[SHORT PROBLEM]
Retype the listing below word for word, leaving every line unchanged.

[Data entries]
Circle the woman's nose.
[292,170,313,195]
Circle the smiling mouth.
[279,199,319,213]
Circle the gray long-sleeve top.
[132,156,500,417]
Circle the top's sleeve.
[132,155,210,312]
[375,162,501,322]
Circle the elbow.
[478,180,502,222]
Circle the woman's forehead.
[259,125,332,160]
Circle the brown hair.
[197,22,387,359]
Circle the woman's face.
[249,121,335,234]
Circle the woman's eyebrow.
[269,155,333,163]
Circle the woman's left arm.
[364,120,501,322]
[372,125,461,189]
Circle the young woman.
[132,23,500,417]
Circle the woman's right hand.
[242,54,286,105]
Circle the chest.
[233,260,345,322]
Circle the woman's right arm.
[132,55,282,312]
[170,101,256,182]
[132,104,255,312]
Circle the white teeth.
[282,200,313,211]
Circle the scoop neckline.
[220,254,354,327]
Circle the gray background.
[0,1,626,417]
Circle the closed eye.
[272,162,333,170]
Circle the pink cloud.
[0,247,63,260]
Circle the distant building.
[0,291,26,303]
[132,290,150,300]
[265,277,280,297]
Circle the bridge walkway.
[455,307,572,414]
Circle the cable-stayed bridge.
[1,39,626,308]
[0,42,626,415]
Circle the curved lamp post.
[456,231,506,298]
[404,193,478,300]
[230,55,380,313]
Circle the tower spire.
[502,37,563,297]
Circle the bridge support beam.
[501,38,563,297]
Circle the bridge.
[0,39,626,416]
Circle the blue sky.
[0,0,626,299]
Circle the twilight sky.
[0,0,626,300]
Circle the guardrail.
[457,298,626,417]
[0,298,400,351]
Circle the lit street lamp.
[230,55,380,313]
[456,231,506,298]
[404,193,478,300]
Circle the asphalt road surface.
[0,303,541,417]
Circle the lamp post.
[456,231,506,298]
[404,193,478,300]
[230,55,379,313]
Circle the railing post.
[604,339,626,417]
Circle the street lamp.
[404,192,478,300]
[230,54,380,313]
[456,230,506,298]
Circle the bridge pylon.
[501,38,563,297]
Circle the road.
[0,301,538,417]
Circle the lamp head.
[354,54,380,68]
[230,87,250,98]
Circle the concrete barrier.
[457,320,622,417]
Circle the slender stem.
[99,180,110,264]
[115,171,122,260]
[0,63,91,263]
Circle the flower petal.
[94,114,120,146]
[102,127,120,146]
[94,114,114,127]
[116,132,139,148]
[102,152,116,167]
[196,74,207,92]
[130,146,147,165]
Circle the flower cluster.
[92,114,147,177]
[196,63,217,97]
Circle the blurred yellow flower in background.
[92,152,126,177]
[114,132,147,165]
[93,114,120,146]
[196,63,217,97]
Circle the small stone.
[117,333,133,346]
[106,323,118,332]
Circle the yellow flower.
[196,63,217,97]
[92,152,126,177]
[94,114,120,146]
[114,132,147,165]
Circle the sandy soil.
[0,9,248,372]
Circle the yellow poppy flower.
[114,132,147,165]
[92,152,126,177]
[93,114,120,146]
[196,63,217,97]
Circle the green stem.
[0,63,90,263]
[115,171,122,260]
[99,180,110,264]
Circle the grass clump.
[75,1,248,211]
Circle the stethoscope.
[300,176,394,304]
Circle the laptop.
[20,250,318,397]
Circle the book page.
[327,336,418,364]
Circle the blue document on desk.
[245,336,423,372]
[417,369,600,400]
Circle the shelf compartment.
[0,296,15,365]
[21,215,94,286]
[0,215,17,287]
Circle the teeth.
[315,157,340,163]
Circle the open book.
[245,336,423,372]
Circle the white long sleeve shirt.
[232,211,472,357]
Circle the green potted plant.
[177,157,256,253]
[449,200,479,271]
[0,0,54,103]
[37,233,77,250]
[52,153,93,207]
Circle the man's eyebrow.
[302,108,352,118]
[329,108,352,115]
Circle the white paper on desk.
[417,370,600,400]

[RESULT FOR THIS EXERCISE]
Circle the woman's nose.
[292,170,313,195]
Circle the smiling mouth.
[279,199,319,213]
Circle the gray long-sleeve top.
[132,156,500,417]
Circle the top's sleeve.
[132,155,210,312]
[375,162,501,322]
Circle the elbow.
[478,180,502,222]
Circle the woman's forehead.
[259,125,332,160]
Circle the brown hair.
[197,22,387,359]
Circle the woman's face.
[249,121,335,234]
Circle the woman's eyebrow.
[269,155,333,163]
Circle the woman's left arm.
[364,120,501,322]
[372,125,461,189]
Circle the young woman.
[132,23,500,417]
Circle the woman's right hand.
[242,54,286,105]
Circle the chest.
[233,260,345,322]
Circle the woman's right arm.
[132,55,282,312]
[170,101,256,182]
[132,104,255,312]
Circle the white teeth.
[282,200,313,211]
Circle the scoop neckline.
[220,254,354,327]
Circle the gray background.
[0,1,626,417]
Circle the closed eye.
[272,162,333,170]
Circle the pink cloud.
[0,247,63,260]
Circle the distant building.
[0,291,26,303]
[132,290,150,300]
[265,277,280,297]
Circle the bridge walkway.
[455,307,572,414]
Circle the cable-stayed bridge.
[1,39,626,308]
[0,42,626,415]
Circle the curved lamp post.
[456,231,506,298]
[404,193,478,300]
[230,55,380,313]
Circle the tower spire.
[502,37,563,297]
Circle the bridge support beam.
[501,38,563,297]
Circle the bridge.
[0,39,626,416]
Circle the blue sky.
[0,0,626,299]
Circle the twilight sky.
[0,0,626,300]
Circle the guardrail.
[457,298,626,417]
[0,298,400,351]
Circle the lit street lamp.
[230,55,380,313]
[456,231,506,298]
[404,193,478,300]
Circle the asphalt road surface.
[0,303,541,417]
Circle the lamp post.
[456,231,506,298]
[404,193,478,300]
[230,55,379,313]
Circle the railing post.
[604,339,626,417]
Circle the street lamp.
[404,192,478,300]
[230,54,380,313]
[456,230,506,298]
Circle the bridge pylon.
[501,38,563,297]
Circle the road.
[0,301,538,417]
Circle the lamp head.
[354,54,380,68]
[230,87,250,98]
Circle the concrete barrier.
[457,320,622,417]
Circle the slender stem.
[99,180,110,264]
[115,171,122,260]
[0,63,91,263]
Circle the flower petal.
[94,114,120,146]
[102,127,120,146]
[94,114,114,127]
[116,132,139,148]
[102,152,116,167]
[196,74,207,92]
[130,146,147,165]
Circle the flower cluster.
[92,114,147,177]
[196,63,217,97]
Circle the blurred yellow flower in background.
[92,152,126,177]
[114,132,147,165]
[93,114,120,146]
[196,63,217,97]
Circle the small stone.
[117,333,133,346]
[106,323,118,332]
Circle the yellow flower.
[196,63,217,97]
[92,152,126,177]
[94,114,120,146]
[114,132,147,165]
Circle the sandy soil.
[0,9,248,372]
Circle the yellow poppy flower.
[114,132,147,165]
[92,152,126,177]
[93,114,120,146]
[196,63,217,97]
Circle the green stem.
[0,63,90,263]
[115,171,122,260]
[99,180,110,264]
Circle the grass clump.
[75,1,248,211]
Circle the stethoscope.
[300,176,394,304]
Circle the laptop.
[20,250,318,397]
Circle the book page.
[327,336,418,364]
Circle the blue document on desk.
[245,336,423,372]
[417,369,600,400]
Circle the shelf compartment.
[0,296,15,365]
[21,215,94,286]
[0,215,17,287]
Circle the teeth.
[315,157,340,163]
Circle the open book.
[245,336,423,372]
Circle the white long sleeve shirt.
[232,211,472,357]
Circle the green potted plant.
[177,157,256,253]
[449,200,479,271]
[0,0,54,103]
[37,233,77,250]
[52,153,93,207]
Circle the man's eyebrow.
[302,108,352,118]
[329,108,352,115]
Circle the white paper on desk.
[417,370,600,400]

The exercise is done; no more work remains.